▼▼▼
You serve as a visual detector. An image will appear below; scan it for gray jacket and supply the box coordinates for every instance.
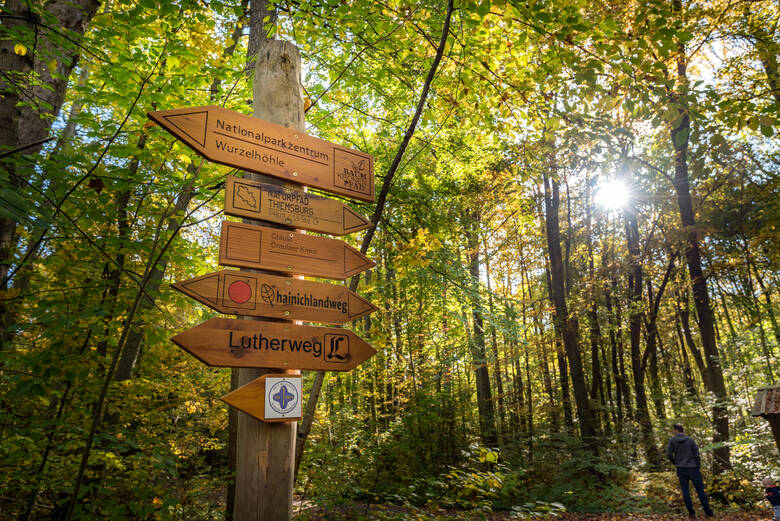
[666,433,701,468]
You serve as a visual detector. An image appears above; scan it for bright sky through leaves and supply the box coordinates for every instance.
[594,178,630,211]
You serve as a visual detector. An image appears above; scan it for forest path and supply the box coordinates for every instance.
[294,504,770,521]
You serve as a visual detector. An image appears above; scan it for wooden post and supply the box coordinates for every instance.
[234,39,303,521]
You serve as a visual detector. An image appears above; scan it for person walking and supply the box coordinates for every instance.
[763,476,780,521]
[666,423,714,518]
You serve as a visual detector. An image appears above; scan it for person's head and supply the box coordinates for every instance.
[763,477,776,488]
[672,423,684,434]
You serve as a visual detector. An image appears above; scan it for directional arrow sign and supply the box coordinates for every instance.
[224,175,371,236]
[147,106,375,202]
[219,221,375,280]
[221,374,303,423]
[171,317,376,371]
[171,270,377,324]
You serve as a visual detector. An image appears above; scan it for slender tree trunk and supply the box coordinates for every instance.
[644,254,676,421]
[745,11,780,107]
[464,210,498,447]
[670,4,730,470]
[603,257,629,432]
[739,258,775,382]
[544,261,573,432]
[484,242,506,444]
[293,0,454,476]
[675,314,698,396]
[624,208,661,468]
[715,282,738,340]
[585,181,605,433]
[542,171,598,448]
[518,245,535,451]
[114,1,247,380]
[603,256,626,431]
[677,287,708,387]
[744,246,778,379]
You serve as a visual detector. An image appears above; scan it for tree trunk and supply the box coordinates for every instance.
[542,171,598,448]
[464,209,498,447]
[484,242,506,444]
[675,315,698,396]
[670,7,731,470]
[0,0,100,354]
[0,0,100,288]
[624,208,661,468]
[644,254,676,421]
[585,180,606,432]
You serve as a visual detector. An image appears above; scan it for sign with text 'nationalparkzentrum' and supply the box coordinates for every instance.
[219,221,375,280]
[172,318,376,371]
[224,175,372,236]
[172,269,377,324]
[148,106,375,202]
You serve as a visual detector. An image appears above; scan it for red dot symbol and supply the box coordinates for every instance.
[228,280,252,303]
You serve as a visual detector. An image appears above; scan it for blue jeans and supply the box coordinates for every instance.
[676,467,713,516]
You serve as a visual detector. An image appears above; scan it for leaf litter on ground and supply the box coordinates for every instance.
[293,503,772,521]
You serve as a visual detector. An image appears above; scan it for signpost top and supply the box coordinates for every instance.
[148,106,375,202]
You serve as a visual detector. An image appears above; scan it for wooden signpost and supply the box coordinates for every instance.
[225,175,371,236]
[222,374,303,423]
[172,270,377,324]
[171,317,376,371]
[219,221,375,280]
[157,46,377,520]
[147,106,375,202]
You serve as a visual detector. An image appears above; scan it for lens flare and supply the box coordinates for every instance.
[595,179,630,210]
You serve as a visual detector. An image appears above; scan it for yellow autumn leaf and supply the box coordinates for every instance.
[14,43,26,56]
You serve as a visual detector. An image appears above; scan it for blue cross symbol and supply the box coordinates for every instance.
[272,384,294,410]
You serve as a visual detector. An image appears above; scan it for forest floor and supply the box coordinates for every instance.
[293,503,772,521]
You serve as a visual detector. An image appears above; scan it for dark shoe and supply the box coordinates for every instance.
[688,514,696,519]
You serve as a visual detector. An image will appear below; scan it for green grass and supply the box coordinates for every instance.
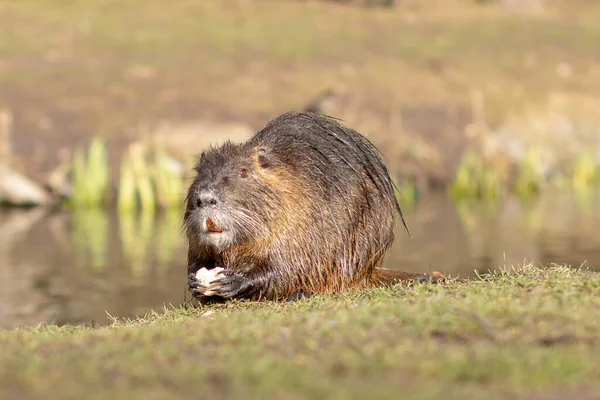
[2,265,600,399]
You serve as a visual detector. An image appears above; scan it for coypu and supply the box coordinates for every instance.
[185,112,442,301]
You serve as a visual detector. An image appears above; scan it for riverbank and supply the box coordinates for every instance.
[2,264,599,399]
[2,0,600,192]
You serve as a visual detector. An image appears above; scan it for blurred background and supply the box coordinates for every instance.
[1,0,599,329]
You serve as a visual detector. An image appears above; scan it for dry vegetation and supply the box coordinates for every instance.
[1,0,599,187]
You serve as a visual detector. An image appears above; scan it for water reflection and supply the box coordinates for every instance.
[72,208,109,270]
[387,190,599,277]
[0,189,598,329]
[0,207,189,330]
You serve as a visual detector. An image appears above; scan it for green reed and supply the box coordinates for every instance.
[153,147,185,210]
[118,141,184,213]
[569,151,599,213]
[451,146,599,200]
[450,150,504,200]
[70,137,109,207]
[65,136,187,276]
[514,147,544,197]
[572,150,598,190]
[68,135,185,212]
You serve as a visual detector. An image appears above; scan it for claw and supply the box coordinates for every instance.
[204,272,247,298]
[188,273,203,288]
[188,272,209,298]
[203,280,221,297]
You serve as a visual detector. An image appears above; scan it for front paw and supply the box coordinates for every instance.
[188,272,209,298]
[205,270,249,299]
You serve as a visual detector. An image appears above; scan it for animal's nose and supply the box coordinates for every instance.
[195,191,218,209]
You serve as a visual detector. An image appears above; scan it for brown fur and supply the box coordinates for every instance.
[185,112,442,301]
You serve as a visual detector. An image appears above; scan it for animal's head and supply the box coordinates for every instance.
[183,141,291,253]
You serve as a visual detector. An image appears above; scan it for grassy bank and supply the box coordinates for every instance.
[2,265,600,399]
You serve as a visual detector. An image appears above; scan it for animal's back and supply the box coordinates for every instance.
[248,113,402,290]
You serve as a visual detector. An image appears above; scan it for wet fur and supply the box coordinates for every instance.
[184,112,440,301]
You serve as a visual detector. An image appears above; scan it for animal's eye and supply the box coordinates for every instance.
[239,169,248,178]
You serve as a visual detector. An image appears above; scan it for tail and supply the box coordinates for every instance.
[372,268,444,286]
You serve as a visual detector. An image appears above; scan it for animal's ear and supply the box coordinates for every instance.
[256,147,274,169]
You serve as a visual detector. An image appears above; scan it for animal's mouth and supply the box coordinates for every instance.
[206,218,224,234]
[196,216,234,250]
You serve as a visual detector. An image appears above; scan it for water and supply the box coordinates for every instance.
[1,189,599,329]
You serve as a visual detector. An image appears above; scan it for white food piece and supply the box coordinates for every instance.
[195,267,225,296]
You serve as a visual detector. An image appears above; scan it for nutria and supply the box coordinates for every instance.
[185,112,442,301]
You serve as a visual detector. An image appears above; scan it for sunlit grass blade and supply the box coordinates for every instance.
[70,137,109,208]
[117,155,137,212]
[154,146,184,210]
▲▲▲
WHAT YOU ARE ASKED TO DO: Write out the records above exactly. Pictures do not belong in the copy.

REPLY TO THE EXERCISE:
You serve as a visual detector. An image will appear below; scan it for gray jacket and supply the box coordinates for every instance.
[666,433,701,468]
You serve as a visual detector. An image appears above; scan it for bright sky through leaves and supply the box coordinates for every instance.
[594,178,630,211]
You serve as a visual detector. An image appears above; scan it for forest path and supply the box coordinates for every instance.
[294,504,770,521]
You serve as a visual detector. An image appears above; scan it for wooden post and supply the box coordinates for every instance.
[234,39,303,521]
You serve as a visual detector. An image appears above; scan it for person walking and supply the box coordinates for every instance.
[763,476,780,521]
[666,423,714,518]
You serve as a visual detector. An image appears above; scan it for person's head and supply the box coordinates for every instance.
[763,477,776,488]
[672,423,684,434]
You serve as a visual detector. An image appears above; scan it for directional arrow sign and supply the box coordinates for every instance.
[224,175,371,236]
[147,106,375,202]
[219,221,375,280]
[221,374,303,423]
[171,317,376,371]
[171,270,377,324]
You serve as a visual detector. An image appears above; scan it for slender tree trunk and supply the box coordinates for every instance.
[644,254,676,421]
[745,11,780,107]
[464,210,498,447]
[670,4,730,470]
[603,257,629,432]
[739,258,775,382]
[544,261,573,432]
[484,242,506,444]
[293,0,454,476]
[675,314,698,396]
[624,208,661,468]
[715,282,738,340]
[585,181,605,433]
[542,171,598,448]
[518,245,535,451]
[114,1,247,380]
[603,256,626,431]
[677,287,708,387]
[744,246,778,379]
You serve as a visual detector. An image appears above; scan it for tree trunk and supply the box coordinates for every instance.
[542,171,598,448]
[464,209,498,447]
[484,242,506,444]
[675,315,698,396]
[670,7,731,470]
[0,0,100,354]
[0,0,100,288]
[624,208,661,468]
[644,254,676,421]
[585,180,606,432]
You serve as a visual detector. An image appears above; scan it for sign with text 'nationalparkzentrum' and supply the box coordinates for every instance.
[219,221,375,280]
[172,318,376,371]
[224,175,372,236]
[172,269,377,324]
[148,106,375,202]
You serve as a visual detector. An image appears above; scan it for red dot symbol and supply the box coordinates for every instance.
[228,280,252,303]
You serve as a visual detector. An image appears above; scan it for blue jeans and supply the box coordinates for every instance.
[676,467,713,516]
You serve as a visual detector. An image appears above; scan it for leaf litter on ground and supply the box coordinates for every instance.
[293,503,772,521]
You serve as a visual detector. An image appears above; scan it for signpost top and supply the box coordinates for every instance.
[148,106,375,202]
You serve as a visual detector. An image appears above; scan it for wooden signpost and supply the box coordinates for every instance.
[225,175,371,236]
[222,374,303,423]
[172,270,377,324]
[171,317,376,371]
[219,221,375,280]
[157,46,377,520]
[147,106,375,202]
You serve as a visual detector. An image appears above; scan it for lens flare and supply the box coordinates for every instance.
[595,179,630,210]
You serve as a visual detector. An image appears above; scan it for yellow autumn leaf and supply the box coordinates for every instance.
[14,43,26,56]
You serve as a visual detector. An image appears above; scan it for blue cross symbol and supply the box coordinates for every instance.
[272,384,294,410]
You serve as a visual detector. An image appears above; scan it for forest floor and supply the box coordinates for every instance.
[293,503,772,521]
You serve as a visual detector. An image appears above; scan it for dark shoe and supply the box coordinates for every instance.
[688,514,696,519]
You serve as a visual detector. An image will appear below; scan it for green grass and supply the box coordinates for every instance.
[2,265,600,399]
You serve as a visual detector. An image appears above; scan it for coypu and supply the box coordinates for every instance.
[185,112,442,301]
You serve as a visual detector. An image appears above; scan it for riverbank and supply the box coordinates for every instance.
[2,264,599,399]
[2,0,600,192]
You serve as a visual detector. An image appears above; scan it for blurred background and supply the box coordinates for every instance.
[1,0,599,329]
You serve as a visual detector. An image appears above; scan it for dry vegetation and supply the box coordinates for every instance.
[1,0,599,187]
You serve as a visual detector. An image appears above; scan it for water reflection and supply the box coordinates for every instance.
[72,208,109,270]
[387,190,599,277]
[0,189,598,329]
[0,207,189,330]
You serve as a visual detector. An image appears above; scan it for green reed and supply the box coordinates for every instance.
[153,147,185,210]
[118,141,184,213]
[569,151,599,213]
[451,146,599,200]
[450,150,504,200]
[70,137,109,207]
[65,136,187,276]
[514,147,544,197]
[572,150,598,190]
[68,135,185,212]
You serve as a visual detector. An image appears above; scan it for claw and supply the box coordinates for every instance.
[204,272,247,298]
[188,273,203,288]
[188,272,209,298]
[203,280,221,297]
You serve as a visual detector. An image appears above; scan it for front paw and supply the box coordinates for every instance.
[188,272,209,298]
[205,270,249,299]
You serve as a visual detector. An image appears above; scan it for animal's nose and supply the box coordinates for every instance.
[195,191,218,209]
You serve as a visual detector. An image appears above; scan it for brown fur and supply the box coordinates for every instance.
[185,112,442,301]
You serve as a visual detector. An image appears above; scan it for animal's head and supply the box coordinates for every instance.
[183,141,291,253]
You serve as a visual detector. An image appears above; scan it for grassy bank and supply the box coordinates for every instance.
[2,265,600,399]
You serve as a visual detector. An image appears above; scan it for animal's back and supply the box coordinates for every instance.
[248,113,402,290]
You serve as a visual detector. An image appears above; scan it for wet fur and supply the box coordinates for every instance.
[184,112,440,301]
You serve as a visual detector. An image appears above; scan it for animal's eye and supply the box coordinates for every instance.
[239,169,248,178]
You serve as a visual detector. An image appears above; scan it for tail and supply the box coordinates for every instance.
[372,268,444,286]
You serve as a visual detector. An image appears above; scan it for animal's ear and supply the box coordinates for every instance.
[256,147,274,169]
You serve as a visual detector. An image appears above; scan it for animal's mouth and supply the box coordinates for every instance.
[206,218,224,234]
[196,216,234,250]
You serve as a visual detector. An image appears above; scan it for water and supply the box coordinates for every instance.
[1,189,599,329]
You serve as a visual detector. An image appears above; scan it for white food piece and supply the box coordinates for every instance.
[195,267,225,296]
You serve as a visual detector. An image appears above; scan it for nutria and supply the box coordinates for every instance.
[185,112,442,301]
You serve as a visual detector. An image appears above; scan it for sunlit grass blade and supply the box coordinates for every instance.
[70,137,109,208]
[117,155,137,212]
[154,146,184,210]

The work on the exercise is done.